◆ What the exercise asks: From the line containing "blue sweater shown in this photo." through the last line below, copy every line exactly, leaving out the pictures.

Point localization data

◆ ◆ ◆

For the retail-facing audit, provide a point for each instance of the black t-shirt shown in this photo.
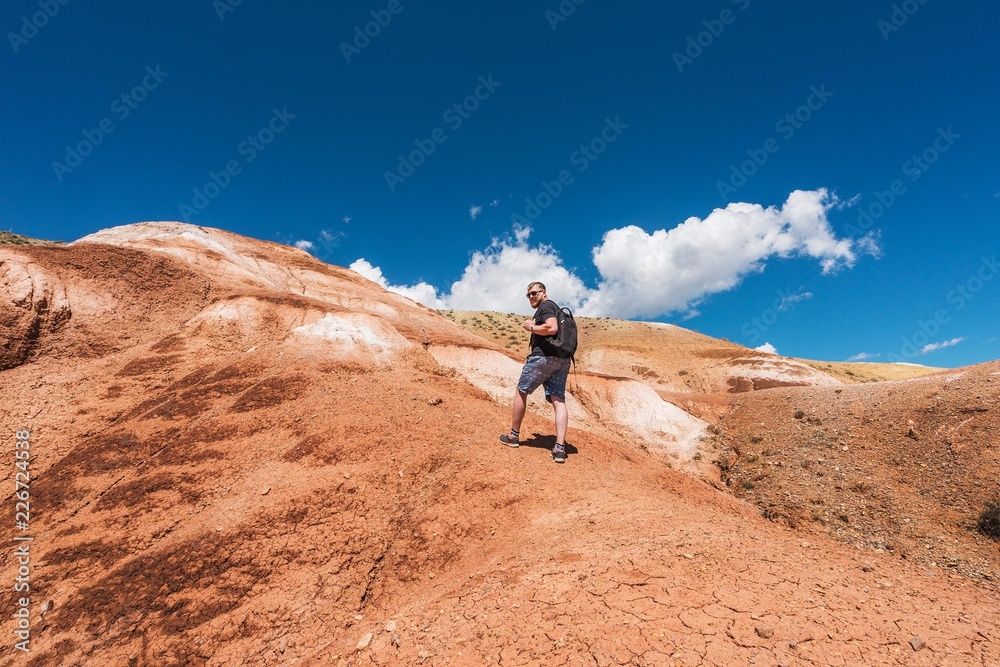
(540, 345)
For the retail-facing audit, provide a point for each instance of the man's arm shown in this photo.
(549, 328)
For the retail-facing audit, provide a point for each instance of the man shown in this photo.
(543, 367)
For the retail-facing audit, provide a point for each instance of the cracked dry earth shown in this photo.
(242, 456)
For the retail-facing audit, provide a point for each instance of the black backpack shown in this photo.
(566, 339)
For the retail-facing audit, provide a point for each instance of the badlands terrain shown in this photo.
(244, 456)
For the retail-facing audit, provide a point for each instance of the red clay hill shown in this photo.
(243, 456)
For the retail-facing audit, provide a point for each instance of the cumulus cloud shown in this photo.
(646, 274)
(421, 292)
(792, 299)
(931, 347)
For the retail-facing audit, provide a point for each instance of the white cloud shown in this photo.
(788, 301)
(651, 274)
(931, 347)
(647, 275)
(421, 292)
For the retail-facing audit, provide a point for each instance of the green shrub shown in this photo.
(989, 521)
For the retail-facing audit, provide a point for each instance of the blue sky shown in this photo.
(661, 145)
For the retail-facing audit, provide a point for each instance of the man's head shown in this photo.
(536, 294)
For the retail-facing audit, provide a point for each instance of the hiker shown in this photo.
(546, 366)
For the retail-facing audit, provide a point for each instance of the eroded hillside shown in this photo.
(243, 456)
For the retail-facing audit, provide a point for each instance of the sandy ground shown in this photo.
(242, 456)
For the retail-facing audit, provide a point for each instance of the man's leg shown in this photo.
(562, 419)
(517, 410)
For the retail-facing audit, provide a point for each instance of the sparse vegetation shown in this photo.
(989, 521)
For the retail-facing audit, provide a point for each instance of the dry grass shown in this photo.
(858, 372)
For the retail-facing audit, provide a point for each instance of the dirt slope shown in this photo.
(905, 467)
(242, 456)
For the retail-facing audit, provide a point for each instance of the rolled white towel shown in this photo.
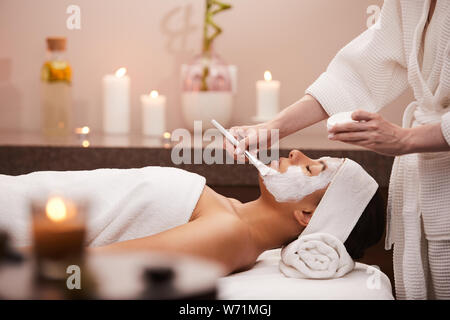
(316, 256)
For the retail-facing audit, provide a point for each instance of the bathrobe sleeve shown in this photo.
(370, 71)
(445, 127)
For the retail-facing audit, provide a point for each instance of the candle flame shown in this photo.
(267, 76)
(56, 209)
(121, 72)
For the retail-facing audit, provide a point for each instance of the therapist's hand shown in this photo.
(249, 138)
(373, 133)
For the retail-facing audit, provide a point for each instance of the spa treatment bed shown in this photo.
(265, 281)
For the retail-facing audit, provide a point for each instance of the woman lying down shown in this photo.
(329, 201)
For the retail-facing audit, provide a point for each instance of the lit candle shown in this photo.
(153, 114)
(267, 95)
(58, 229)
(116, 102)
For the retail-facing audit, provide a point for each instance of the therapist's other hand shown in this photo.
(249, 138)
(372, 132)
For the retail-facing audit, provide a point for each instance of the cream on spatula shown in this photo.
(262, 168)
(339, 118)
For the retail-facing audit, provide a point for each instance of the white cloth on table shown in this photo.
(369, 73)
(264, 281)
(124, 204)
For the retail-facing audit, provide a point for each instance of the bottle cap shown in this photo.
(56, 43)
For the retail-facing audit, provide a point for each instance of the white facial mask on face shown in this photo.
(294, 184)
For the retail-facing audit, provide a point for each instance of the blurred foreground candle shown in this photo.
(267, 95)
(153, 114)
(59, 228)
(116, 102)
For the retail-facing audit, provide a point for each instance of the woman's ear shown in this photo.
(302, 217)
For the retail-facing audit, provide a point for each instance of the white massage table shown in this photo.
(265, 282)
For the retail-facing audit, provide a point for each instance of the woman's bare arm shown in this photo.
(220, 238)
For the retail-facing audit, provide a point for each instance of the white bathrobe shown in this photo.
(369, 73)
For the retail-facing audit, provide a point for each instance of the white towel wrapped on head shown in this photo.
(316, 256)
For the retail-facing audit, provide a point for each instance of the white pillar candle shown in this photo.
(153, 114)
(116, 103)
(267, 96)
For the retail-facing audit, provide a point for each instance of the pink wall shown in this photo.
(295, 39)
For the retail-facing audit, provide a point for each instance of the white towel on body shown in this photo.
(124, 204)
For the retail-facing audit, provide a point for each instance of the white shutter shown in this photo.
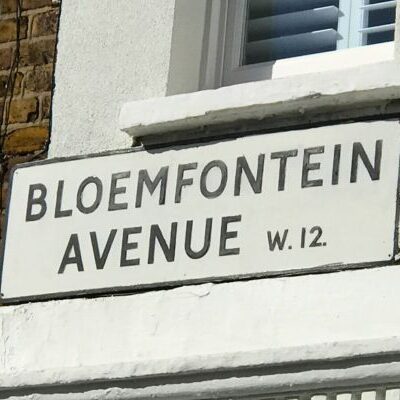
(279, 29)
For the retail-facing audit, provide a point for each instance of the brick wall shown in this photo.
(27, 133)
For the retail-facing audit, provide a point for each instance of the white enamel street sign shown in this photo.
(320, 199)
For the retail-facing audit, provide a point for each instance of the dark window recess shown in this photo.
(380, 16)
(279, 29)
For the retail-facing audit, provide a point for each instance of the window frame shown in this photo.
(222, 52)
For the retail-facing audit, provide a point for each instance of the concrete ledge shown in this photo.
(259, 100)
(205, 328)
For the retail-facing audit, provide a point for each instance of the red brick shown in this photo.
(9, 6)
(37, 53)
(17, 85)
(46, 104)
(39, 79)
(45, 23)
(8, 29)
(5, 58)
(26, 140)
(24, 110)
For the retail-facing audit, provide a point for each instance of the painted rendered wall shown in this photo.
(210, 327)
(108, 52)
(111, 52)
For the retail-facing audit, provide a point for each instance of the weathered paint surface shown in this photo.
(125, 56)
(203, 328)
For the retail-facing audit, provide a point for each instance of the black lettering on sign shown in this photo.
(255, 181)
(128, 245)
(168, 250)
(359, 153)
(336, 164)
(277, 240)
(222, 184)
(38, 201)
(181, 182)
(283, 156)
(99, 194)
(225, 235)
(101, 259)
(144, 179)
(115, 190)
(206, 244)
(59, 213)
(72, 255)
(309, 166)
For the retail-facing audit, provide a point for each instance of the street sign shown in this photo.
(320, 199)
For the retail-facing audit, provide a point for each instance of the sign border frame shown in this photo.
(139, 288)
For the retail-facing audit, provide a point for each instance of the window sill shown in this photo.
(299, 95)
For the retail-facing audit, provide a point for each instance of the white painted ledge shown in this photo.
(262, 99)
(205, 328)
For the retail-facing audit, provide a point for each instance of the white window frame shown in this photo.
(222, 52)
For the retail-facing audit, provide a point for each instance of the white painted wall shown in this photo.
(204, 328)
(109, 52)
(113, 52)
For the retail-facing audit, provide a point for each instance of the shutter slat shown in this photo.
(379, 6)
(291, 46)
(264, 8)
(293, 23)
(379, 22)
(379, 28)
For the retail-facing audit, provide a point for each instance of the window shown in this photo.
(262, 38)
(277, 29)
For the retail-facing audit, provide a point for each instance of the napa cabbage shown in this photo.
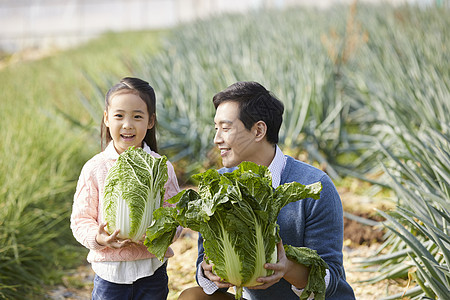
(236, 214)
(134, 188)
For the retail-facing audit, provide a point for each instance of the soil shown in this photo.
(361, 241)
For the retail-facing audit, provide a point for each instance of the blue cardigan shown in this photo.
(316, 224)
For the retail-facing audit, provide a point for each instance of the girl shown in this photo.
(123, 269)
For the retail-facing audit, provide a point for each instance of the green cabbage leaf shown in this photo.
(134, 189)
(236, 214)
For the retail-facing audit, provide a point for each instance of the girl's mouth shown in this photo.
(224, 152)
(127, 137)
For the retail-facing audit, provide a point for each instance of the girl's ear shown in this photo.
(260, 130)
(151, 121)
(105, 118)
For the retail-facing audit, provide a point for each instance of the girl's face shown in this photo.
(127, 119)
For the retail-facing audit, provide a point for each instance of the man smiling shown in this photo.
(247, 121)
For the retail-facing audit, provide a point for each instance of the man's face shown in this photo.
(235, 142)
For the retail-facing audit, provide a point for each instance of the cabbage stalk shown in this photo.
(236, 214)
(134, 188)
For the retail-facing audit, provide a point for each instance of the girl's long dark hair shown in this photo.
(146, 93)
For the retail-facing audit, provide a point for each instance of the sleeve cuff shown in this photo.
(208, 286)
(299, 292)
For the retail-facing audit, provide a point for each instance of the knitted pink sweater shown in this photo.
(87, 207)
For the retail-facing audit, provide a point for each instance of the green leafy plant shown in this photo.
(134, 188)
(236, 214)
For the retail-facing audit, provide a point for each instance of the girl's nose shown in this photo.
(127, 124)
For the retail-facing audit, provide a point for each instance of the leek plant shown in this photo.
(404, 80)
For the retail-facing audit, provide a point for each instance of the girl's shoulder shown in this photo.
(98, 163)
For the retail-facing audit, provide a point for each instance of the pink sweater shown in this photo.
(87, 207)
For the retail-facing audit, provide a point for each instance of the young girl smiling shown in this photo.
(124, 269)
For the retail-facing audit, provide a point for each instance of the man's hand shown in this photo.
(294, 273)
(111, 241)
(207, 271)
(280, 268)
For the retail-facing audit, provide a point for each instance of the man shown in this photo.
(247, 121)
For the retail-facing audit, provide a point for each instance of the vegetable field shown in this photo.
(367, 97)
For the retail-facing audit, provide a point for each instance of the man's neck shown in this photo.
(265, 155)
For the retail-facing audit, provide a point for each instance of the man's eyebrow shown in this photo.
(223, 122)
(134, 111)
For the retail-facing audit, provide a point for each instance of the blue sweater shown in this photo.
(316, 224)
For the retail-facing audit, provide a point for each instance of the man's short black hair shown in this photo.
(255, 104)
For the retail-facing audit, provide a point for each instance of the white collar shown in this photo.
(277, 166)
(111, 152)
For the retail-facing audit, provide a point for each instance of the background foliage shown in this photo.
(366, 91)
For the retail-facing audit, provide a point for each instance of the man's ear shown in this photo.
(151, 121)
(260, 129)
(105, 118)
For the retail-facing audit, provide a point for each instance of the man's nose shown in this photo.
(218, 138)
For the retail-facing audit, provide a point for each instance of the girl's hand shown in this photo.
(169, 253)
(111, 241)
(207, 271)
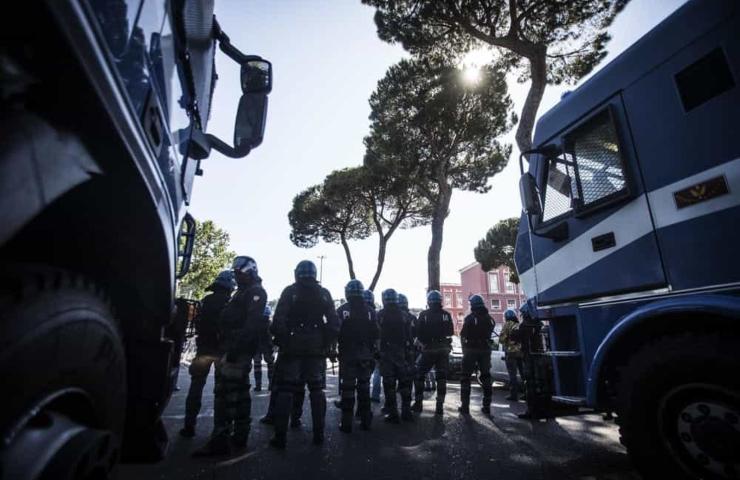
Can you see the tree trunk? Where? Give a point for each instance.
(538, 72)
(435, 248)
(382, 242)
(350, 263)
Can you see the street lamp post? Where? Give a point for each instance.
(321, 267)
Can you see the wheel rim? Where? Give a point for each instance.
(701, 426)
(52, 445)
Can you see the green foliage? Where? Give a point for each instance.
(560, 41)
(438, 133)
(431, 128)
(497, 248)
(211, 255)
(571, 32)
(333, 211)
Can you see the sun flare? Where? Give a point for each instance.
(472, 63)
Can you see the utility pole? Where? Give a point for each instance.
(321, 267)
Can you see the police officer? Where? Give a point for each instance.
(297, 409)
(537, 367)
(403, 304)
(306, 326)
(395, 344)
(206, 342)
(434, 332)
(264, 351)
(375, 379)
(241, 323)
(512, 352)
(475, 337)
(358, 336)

◆ ◆ ◆

◆ Output:
For the retail-facing audit, provide a point for each instance of the blue sweater shown in this photo.
(316, 224)
For the retail-facing audit, provide a point for each instance of the man's short black hair shown in this photo.
(255, 104)
For the retail-facing audit, provide a point for each instance of the white collar shown in this photo.
(277, 166)
(111, 152)
For the retail-facing audit, provide a point for each instance of the background foliage shown in this photo.
(366, 91)
For the retail-facing audit, provide a point for each instance of the man's ear shown in this photo.
(151, 121)
(260, 129)
(105, 118)
For the retail-facing audit, provide a point for each instance of the man's nose shown in this photo.
(218, 138)
For the retail-facing audit, provide a point for each instance of the girl's hand shown in this photo.
(169, 253)
(111, 241)
(207, 271)
Can you see the tree trunk? Where? Give a point for each instance.
(538, 72)
(435, 248)
(382, 242)
(350, 263)
Can you see the street lamp post? Where? Give a point for each instance.
(321, 267)
Can you see the wheel rim? Where? Give a point for each instance.
(701, 426)
(52, 445)
Can you see the green foliage? Where? Give a point for each instance.
(560, 41)
(438, 133)
(431, 128)
(497, 248)
(211, 255)
(571, 32)
(333, 211)
Can you see the sun flare? Where? Give a point for each instance.
(472, 63)
Can you see the utility pole? Where? Give a point for each instance.
(321, 267)
Can you see the police officer? Where? Give a point for each instance.
(297, 409)
(537, 367)
(403, 304)
(306, 326)
(395, 344)
(206, 342)
(434, 332)
(264, 351)
(375, 379)
(241, 323)
(512, 352)
(475, 337)
(358, 336)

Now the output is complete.